Abstract: The p53 gene is crucial for effective tumor suppression in humans as supported by its universal inactivation in cancer cells either through mutations affecting the p53 locus directly or through aberration of its normal regulation. The p53 tumor repressor is regulated through a negative feedback loop involving its transcriptional target MDM2. MDMX is also an essential negative regulator of p53. Several computational models have been proposed to simulate the dynamics of the p53-MDM2 loop, but they do not include MDMX, only account for some basic interactions between p53 and MDM2 and cannot capture the intrinsic noise in the loop. In this article, we present a comprehensive model for the p53-MDM2/MDMX loop that accounts for most known interactions among p53, MDM2 and MDMX. Our model is characterized by a set of molecular reactions, which enables us to employ stochastic simulation to investigate the dynamics of the loop. In agreement with experiments, our results show that p53 and MDM2 undergo oscillations after DNA damage in the presence of noise, and the variation in oscillation amplitudes is much higher than that in oscillation periods. Our simulations predict that intrinsic noise contributes to 60%–70% of the total variation in oscillation amplitudes and periods. The protein levels of p53, MDM2, and MDMX after treatment with Nutlin in our simulations are also consistent with experimental results. Our simulation results further predict that p53 levels increase dramatically after MDM2 is knocked out, but increase with a much less amount after MDMX is knocked out. This may partially explain why MDM2-null and MDMX-null mouse embryos die in different developmental stages. Our stochastic model and simulation provide insights into the variability of the behavior of the p53 pathway and can be used to predict the dynamics of the pathway after certain interventions.

§ Requirement:
According to the p53 abstract above, what shortcomings do the earlier computational models of the p53-MDM2 loop have? List each one.

Grounding data backed by images
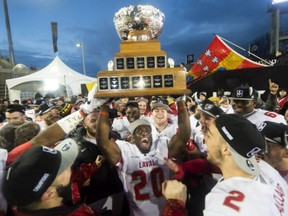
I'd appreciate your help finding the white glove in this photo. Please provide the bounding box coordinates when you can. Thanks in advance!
[162,180,187,203]
[80,84,109,114]
[175,95,186,103]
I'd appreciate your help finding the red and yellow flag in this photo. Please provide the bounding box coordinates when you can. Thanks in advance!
[187,35,266,81]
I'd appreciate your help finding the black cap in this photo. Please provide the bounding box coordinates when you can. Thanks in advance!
[258,121,288,148]
[38,102,62,115]
[6,104,25,114]
[2,138,78,207]
[199,100,225,118]
[230,84,258,100]
[215,114,266,175]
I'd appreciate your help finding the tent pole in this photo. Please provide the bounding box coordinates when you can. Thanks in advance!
[4,82,7,99]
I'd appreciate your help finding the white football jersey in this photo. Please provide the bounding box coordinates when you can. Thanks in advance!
[145,117,178,140]
[244,109,287,128]
[204,161,288,216]
[116,137,170,216]
[112,116,130,139]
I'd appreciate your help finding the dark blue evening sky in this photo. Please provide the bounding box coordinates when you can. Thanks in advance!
[0,0,271,77]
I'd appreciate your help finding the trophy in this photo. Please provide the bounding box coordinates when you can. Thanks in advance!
[96,5,191,97]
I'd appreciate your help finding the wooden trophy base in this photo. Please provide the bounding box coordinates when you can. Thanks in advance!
[96,68,191,98]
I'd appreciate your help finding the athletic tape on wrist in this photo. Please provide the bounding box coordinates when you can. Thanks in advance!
[57,110,84,134]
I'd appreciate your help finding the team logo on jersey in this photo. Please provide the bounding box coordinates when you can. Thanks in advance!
[258,122,267,131]
[236,89,244,98]
[204,104,214,110]
[246,160,255,171]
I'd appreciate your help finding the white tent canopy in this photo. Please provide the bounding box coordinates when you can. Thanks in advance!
[6,56,97,101]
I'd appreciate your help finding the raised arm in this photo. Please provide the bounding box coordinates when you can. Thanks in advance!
[169,100,191,157]
[96,105,121,166]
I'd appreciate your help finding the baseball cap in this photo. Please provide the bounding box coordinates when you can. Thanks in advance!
[137,97,148,103]
[230,84,257,100]
[2,138,78,207]
[59,103,72,118]
[215,114,266,175]
[258,121,288,148]
[125,100,139,108]
[6,104,25,114]
[199,100,224,118]
[151,98,170,111]
[38,102,61,116]
[128,119,151,134]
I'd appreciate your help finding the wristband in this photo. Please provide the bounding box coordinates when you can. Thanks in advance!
[57,110,86,134]
[178,105,186,111]
[79,109,87,119]
[99,112,109,116]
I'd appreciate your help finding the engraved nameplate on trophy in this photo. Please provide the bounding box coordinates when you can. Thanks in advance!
[120,77,130,89]
[147,56,155,68]
[116,58,124,70]
[143,76,152,88]
[96,5,191,98]
[126,58,135,69]
[164,74,174,88]
[132,76,141,89]
[110,77,119,90]
[157,56,165,68]
[137,57,145,69]
[99,77,109,90]
[153,75,163,88]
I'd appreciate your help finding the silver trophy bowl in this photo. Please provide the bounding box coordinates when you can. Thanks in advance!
[113,5,165,41]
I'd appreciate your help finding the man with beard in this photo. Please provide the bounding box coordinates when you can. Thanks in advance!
[0,86,107,216]
[143,98,178,139]
[162,114,288,216]
[112,101,140,140]
[258,121,288,183]
[37,102,61,130]
[96,100,190,216]
[72,111,124,213]
[230,84,287,127]
[3,139,105,216]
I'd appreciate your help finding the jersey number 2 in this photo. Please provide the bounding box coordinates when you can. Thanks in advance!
[223,190,245,211]
[132,167,164,200]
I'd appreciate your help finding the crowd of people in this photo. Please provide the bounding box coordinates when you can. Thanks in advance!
[0,80,288,216]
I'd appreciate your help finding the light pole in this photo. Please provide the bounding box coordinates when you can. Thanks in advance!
[76,43,86,75]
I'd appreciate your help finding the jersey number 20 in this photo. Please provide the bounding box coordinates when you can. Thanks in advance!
[132,167,164,200]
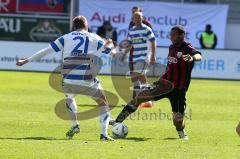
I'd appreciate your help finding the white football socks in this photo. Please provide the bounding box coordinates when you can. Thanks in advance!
[66,98,79,126]
[100,106,110,136]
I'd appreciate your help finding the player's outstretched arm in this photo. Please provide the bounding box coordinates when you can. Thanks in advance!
[151,41,156,65]
[16,46,54,66]
[183,54,202,62]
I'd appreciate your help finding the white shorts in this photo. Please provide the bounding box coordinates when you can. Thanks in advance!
[130,61,149,75]
[62,81,103,99]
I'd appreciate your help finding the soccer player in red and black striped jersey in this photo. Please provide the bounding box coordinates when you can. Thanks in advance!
[111,26,202,139]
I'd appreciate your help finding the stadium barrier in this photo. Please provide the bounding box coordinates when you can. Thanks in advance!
[0,41,240,80]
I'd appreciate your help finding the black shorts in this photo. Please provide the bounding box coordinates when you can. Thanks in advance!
[132,79,186,114]
[153,89,187,115]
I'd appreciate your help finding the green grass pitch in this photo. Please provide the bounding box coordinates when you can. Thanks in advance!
[0,71,240,159]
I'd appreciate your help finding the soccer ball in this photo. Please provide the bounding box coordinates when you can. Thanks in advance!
[112,123,128,138]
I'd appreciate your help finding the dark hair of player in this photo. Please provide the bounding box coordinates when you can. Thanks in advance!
[171,25,185,35]
[73,16,87,29]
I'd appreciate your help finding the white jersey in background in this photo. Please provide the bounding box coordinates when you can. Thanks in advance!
[29,31,110,87]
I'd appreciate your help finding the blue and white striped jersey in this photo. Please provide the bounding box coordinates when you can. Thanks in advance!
[50,31,108,86]
[128,24,156,62]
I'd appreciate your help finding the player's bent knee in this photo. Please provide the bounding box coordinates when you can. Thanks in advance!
[173,113,185,130]
[66,98,75,105]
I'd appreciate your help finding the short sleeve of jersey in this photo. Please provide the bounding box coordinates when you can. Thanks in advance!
[92,34,105,51]
[50,36,64,52]
[186,44,201,56]
[146,27,156,42]
[127,30,132,43]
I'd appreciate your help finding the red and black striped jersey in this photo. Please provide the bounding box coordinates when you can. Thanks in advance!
[162,42,201,90]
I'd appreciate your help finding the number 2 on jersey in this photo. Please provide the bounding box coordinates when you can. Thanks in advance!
[72,36,89,54]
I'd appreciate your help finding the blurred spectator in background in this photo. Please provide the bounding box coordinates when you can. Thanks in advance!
[129,6,152,29]
[97,21,117,41]
[200,24,217,49]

§ Expected answer:
- They do not include MDMX.
- They only account for some basic interactions between p53 and MDM2.
- They cannot capture the intrinsic noise in the loop.